## EXTRACTED TEXT:
Welcome to Physics Forums!

The phase relationship pertains to the relative directions of motion at the specified positions rather than the difference in angle of the sinusoid of the stationary wave. So imagine that at some instant point x is moving upwards (or downwards), what directions would you expect the motion to be for points Y and Z?

3. May 6, 2017

Millie Baker

Ah I'm sorry I didn't make it clear which part of the question I need help with! I was asking about the second part (ii), where the question is 'state the relationship between...'

4. May 6, 2017

Staff: Mentor

Yes, I understand. My comment addressed that. Two particles moving in the same direction at the same instant have a phase relationship of zero degrees (they are said to be "in phase"). If they move in opposite directions at the same instant then their phase relationship is 180 degrees (they are said to be "out of phase").

5. May 6, 2017

Millie Baker

Okay, I think I understand now. Thank you.

6. May 6, 2017

CWatters

Millie - I think you might have been confusing transverse stationary waves with travelling waves.

7. May 6, 2017

Millie Baker

Ah okay, so if the wave was not reflected, would my answer be correct?

8. May 6, 2017

CWatters

If not reflected then the drawing would be quite different. You would need a video rather than a drawing.

Note the horizontal axis in your picture is "position on the string" not time. Had it been a graph of the displacement vs time for a single point on the string then the points x and y would have been 135 degrees apart.

## DATA LINES:
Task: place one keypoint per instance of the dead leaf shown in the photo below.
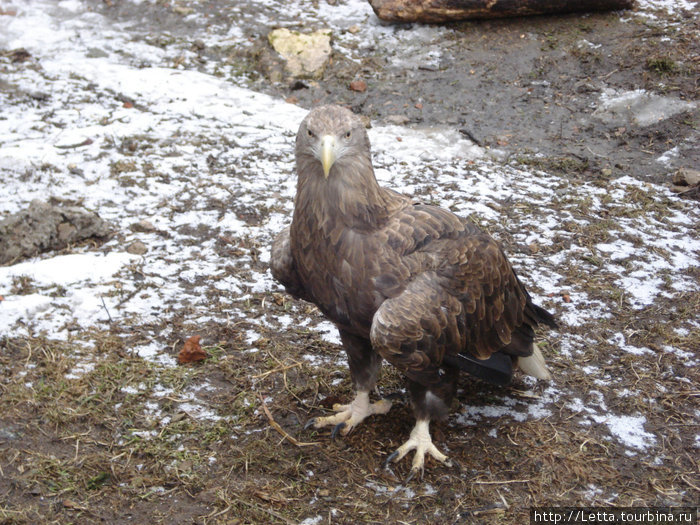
(191, 351)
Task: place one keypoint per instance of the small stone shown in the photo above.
(358, 85)
(399, 120)
(306, 54)
(180, 10)
(137, 248)
(686, 177)
(65, 231)
(143, 226)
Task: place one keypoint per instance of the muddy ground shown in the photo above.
(85, 450)
(525, 86)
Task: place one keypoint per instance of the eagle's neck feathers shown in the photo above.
(350, 197)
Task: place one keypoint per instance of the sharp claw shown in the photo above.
(340, 426)
(391, 458)
(412, 474)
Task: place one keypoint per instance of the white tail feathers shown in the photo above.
(534, 365)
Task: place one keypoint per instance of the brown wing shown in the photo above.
(283, 267)
(463, 297)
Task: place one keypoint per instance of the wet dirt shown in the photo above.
(524, 88)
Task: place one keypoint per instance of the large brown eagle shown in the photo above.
(403, 281)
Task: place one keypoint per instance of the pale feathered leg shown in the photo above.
(422, 443)
(349, 416)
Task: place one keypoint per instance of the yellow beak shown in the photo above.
(327, 153)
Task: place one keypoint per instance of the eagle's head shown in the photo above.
(332, 136)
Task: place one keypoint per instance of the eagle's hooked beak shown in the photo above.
(327, 153)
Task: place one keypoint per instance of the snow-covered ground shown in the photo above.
(106, 121)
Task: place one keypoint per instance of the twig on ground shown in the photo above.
(279, 429)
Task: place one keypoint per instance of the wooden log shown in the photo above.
(431, 11)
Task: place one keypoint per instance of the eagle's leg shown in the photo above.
(432, 402)
(364, 369)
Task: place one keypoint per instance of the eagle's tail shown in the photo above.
(534, 365)
(497, 369)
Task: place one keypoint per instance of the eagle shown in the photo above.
(403, 281)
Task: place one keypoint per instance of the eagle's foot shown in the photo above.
(422, 443)
(349, 416)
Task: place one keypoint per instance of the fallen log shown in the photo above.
(431, 11)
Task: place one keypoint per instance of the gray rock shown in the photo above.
(43, 227)
(137, 248)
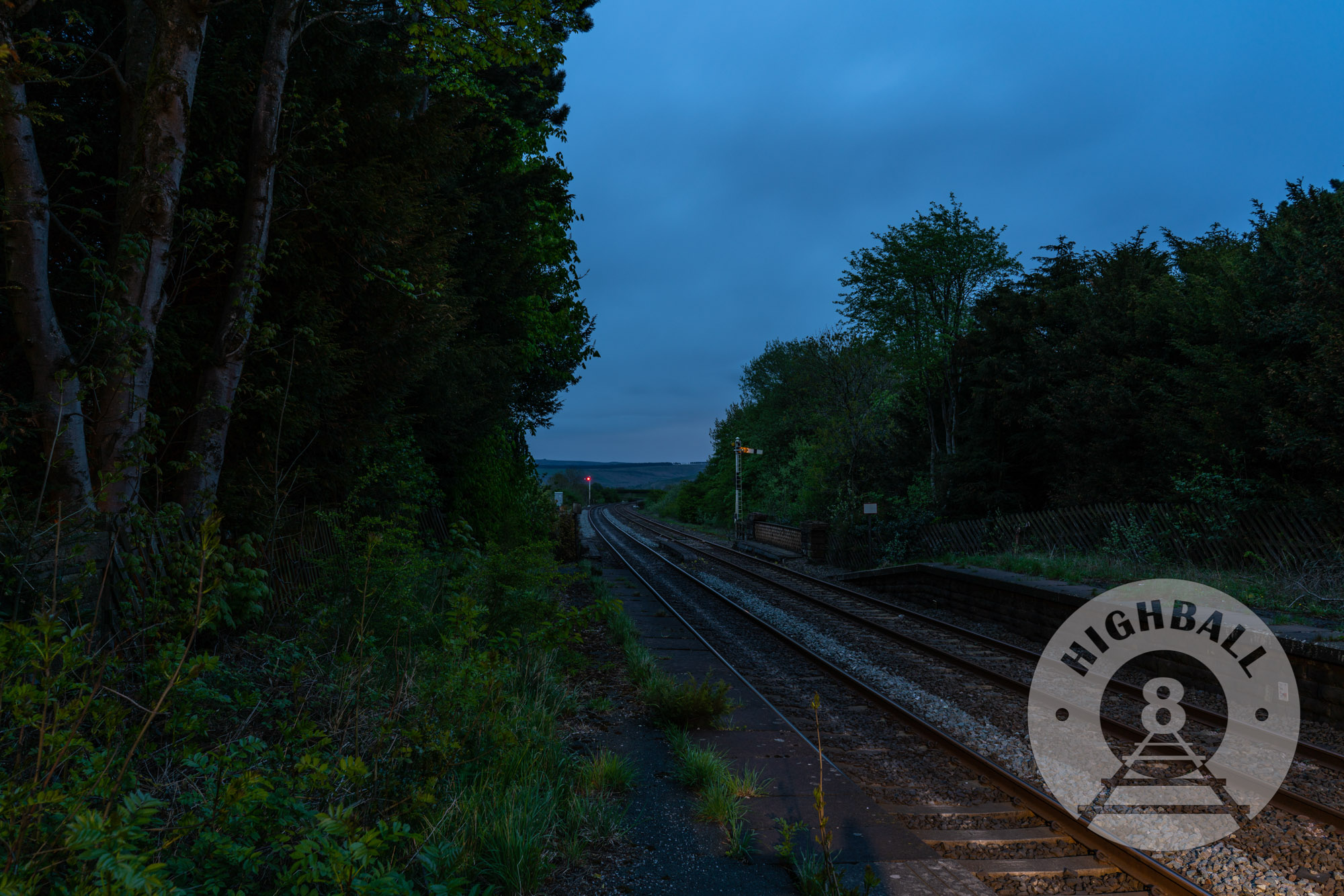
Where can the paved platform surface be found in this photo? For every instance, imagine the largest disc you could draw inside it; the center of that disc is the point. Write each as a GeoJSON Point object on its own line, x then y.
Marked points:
{"type": "Point", "coordinates": [686, 856]}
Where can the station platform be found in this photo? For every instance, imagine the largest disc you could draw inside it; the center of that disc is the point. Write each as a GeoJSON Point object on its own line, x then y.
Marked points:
{"type": "Point", "coordinates": [759, 737]}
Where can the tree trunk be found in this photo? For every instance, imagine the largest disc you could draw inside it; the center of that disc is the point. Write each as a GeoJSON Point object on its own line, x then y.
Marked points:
{"type": "Point", "coordinates": [56, 382]}
{"type": "Point", "coordinates": [220, 381]}
{"type": "Point", "coordinates": [159, 154]}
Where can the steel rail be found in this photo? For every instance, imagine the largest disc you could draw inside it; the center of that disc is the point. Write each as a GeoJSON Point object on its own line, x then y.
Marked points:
{"type": "Point", "coordinates": [1315, 753]}
{"type": "Point", "coordinates": [1132, 862]}
{"type": "Point", "coordinates": [1287, 800]}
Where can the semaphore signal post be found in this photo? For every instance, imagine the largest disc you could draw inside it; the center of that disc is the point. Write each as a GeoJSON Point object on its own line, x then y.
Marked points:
{"type": "Point", "coordinates": [739, 451]}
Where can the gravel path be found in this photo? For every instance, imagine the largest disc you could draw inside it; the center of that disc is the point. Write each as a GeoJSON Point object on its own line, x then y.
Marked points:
{"type": "Point", "coordinates": [1275, 854]}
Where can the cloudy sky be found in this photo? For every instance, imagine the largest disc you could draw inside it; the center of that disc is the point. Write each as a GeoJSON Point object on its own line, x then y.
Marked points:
{"type": "Point", "coordinates": [728, 155]}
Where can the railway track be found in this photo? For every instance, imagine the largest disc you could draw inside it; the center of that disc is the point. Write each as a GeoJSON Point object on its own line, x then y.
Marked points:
{"type": "Point", "coordinates": [970, 828]}
{"type": "Point", "coordinates": [1026, 816]}
{"type": "Point", "coordinates": [881, 616]}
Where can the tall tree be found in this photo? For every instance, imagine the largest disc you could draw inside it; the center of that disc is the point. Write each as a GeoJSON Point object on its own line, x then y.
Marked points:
{"type": "Point", "coordinates": [916, 291]}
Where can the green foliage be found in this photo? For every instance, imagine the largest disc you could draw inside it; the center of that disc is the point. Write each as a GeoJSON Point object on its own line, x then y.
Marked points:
{"type": "Point", "coordinates": [689, 703]}
{"type": "Point", "coordinates": [720, 792]}
{"type": "Point", "coordinates": [421, 289]}
{"type": "Point", "coordinates": [607, 772]}
{"type": "Point", "coordinates": [1200, 373]}
{"type": "Point", "coordinates": [394, 731]}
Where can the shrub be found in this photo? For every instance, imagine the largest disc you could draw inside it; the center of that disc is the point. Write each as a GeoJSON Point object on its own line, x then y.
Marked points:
{"type": "Point", "coordinates": [689, 705]}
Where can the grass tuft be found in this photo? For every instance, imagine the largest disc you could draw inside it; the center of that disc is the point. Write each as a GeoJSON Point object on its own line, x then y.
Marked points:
{"type": "Point", "coordinates": [605, 773]}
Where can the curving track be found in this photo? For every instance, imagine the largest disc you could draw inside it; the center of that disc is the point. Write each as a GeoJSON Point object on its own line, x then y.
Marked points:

## TO BE DONE:
• 1. For each statement, decide whether it agrees with the forum discussion. Answer yes or no, and quote the words of the text that decide it.
(a) Two particles moving in opposite directions at the same instant have a phase relationship of 180 degrees.
(b) The horizontal axis in the picture represents time.
(c) If the wave were not reflected, the drawing would look quite different.
• 2. Copy the forum discussion from "Yes, I understand." up to and including "with travelling waves.", substituting "points" for "particles".
• 3. Answer these questions from the forum discussion.
(a) According to the first reply, what does the phase relationship pertain to?
(b) What does CWatters think Millie might have been confusing transverse stationary waves with?
(c) On a graph of displacement vs time for a single point on the string, how many degrees apart would points x and y have been?

## FULL SOLUTIONS:
• 1.
(a) Yes: "If they move in opposite directions at the same instant then their phase relationship is 180 degrees"
(b) No: "Note the horizontal axis in your picture is "position on the string" not time."
(c) Yes: "If not reflected then the drawing would be quite different."

• 2.
Yes, I understand. My comment addressed that. Two points moving in the same direction at the same instant have a phase relationship of zero degrees (they are said to be "in phase"). If they move in opposite directions at the same instant then their phase relationship is 180 degrees (they are said to be "out of phase").

5. May 6, 2017

Millie Baker

Okay, I think I understand now. Thank you.

6. May 6, 2017

CWatters

Millie - I think you might have been confusing transverse stationary waves with travelling waves.

• 3.
(a) The relative directions of motion at the specified positions.
(b) Travelling waves.
(c) 135 degrees.